■ **EXCERPTED DATA**
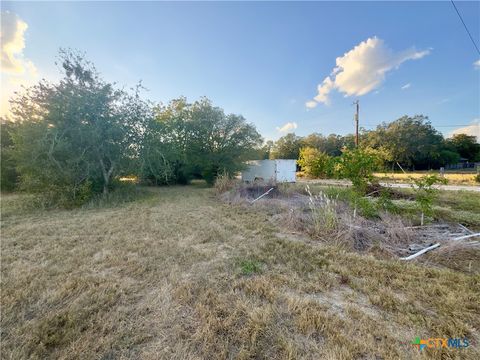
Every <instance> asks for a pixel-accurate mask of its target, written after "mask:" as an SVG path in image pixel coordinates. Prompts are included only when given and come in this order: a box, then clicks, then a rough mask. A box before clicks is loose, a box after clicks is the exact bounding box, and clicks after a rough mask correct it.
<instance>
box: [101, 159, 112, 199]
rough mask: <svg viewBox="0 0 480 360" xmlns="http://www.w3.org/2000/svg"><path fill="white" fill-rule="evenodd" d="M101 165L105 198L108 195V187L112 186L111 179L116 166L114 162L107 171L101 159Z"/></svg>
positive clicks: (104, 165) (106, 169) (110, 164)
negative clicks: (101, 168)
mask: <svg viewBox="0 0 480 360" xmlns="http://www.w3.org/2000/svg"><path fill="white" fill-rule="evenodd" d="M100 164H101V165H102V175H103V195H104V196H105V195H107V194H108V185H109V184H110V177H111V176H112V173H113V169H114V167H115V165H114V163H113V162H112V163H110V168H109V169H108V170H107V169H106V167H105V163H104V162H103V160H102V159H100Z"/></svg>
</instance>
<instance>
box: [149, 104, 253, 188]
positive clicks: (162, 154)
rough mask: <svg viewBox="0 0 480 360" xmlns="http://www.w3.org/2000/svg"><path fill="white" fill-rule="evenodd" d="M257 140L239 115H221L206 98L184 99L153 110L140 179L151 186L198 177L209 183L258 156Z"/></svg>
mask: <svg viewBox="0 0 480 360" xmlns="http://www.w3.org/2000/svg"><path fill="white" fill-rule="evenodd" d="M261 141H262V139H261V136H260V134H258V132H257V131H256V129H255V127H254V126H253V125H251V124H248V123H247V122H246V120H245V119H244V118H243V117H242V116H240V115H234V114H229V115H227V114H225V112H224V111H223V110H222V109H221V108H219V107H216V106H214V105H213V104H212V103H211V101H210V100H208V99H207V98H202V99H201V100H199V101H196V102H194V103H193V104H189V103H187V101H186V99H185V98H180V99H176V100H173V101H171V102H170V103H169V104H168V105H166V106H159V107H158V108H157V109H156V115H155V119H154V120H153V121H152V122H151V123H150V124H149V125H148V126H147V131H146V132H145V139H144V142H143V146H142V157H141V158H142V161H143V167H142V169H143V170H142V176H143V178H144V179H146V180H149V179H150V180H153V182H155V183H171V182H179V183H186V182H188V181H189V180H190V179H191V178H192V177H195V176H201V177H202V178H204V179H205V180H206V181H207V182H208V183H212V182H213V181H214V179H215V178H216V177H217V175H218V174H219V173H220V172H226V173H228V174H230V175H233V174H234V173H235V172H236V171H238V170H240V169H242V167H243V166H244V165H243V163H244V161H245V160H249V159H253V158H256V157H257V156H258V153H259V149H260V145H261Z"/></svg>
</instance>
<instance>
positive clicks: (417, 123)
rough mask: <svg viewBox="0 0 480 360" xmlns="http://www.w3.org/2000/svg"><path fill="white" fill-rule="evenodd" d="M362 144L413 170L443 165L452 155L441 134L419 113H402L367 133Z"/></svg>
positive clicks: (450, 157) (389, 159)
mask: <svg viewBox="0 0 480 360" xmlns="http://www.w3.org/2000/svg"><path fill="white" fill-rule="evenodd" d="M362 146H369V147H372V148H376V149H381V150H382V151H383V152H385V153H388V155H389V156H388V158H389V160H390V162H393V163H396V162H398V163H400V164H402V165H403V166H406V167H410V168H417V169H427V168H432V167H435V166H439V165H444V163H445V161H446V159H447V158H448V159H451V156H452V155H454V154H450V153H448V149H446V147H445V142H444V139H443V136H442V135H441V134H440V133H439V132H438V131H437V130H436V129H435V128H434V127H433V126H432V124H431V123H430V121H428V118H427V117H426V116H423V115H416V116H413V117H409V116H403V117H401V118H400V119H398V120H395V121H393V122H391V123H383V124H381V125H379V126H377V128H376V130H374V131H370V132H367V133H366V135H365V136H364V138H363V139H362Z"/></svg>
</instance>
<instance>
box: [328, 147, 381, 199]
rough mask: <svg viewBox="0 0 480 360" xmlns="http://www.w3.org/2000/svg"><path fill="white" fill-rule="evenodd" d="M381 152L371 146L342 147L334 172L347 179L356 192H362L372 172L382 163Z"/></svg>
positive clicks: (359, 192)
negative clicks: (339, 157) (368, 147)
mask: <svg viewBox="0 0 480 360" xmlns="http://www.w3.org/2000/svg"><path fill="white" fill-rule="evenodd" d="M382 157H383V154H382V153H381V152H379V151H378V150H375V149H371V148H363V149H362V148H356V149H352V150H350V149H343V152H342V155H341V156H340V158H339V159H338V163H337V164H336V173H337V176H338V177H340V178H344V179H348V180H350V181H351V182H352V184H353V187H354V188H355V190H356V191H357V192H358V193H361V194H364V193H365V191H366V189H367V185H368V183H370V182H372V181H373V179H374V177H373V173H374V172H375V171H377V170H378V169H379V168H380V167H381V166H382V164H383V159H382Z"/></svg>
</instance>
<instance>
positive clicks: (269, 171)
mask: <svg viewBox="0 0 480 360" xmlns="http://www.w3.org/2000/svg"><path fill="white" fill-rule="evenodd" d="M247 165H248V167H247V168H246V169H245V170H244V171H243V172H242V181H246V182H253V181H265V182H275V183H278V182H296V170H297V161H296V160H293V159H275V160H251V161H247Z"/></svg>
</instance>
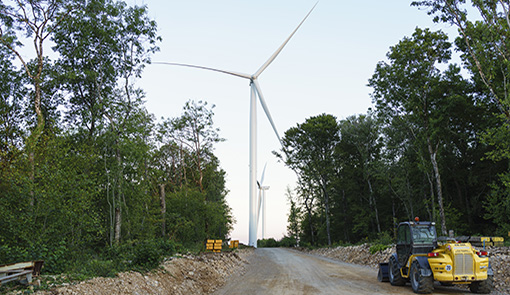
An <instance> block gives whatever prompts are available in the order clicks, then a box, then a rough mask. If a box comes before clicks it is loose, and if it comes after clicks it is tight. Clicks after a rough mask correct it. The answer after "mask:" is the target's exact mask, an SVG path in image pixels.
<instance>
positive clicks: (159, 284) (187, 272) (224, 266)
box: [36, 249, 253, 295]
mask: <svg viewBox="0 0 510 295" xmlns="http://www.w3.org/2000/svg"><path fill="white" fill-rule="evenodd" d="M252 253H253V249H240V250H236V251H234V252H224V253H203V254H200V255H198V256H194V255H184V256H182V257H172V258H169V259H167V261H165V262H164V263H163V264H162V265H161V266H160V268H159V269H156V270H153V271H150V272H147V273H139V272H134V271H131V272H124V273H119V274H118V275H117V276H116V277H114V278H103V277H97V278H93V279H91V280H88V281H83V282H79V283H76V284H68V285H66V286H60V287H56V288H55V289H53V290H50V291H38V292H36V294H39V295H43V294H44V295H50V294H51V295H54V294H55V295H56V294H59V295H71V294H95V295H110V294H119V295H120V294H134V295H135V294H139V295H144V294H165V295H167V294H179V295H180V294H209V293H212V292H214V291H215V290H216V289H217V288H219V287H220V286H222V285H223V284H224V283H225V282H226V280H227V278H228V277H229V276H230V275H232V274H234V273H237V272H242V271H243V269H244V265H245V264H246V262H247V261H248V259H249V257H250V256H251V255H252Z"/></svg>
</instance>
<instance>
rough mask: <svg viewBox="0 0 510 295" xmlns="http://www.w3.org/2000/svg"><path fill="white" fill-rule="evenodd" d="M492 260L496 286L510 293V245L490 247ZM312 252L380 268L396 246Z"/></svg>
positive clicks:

■ **EXERCISE DETAILS**
Only a number is wanted here: how many lines of the material hold the word "after".

■ **RESULT**
2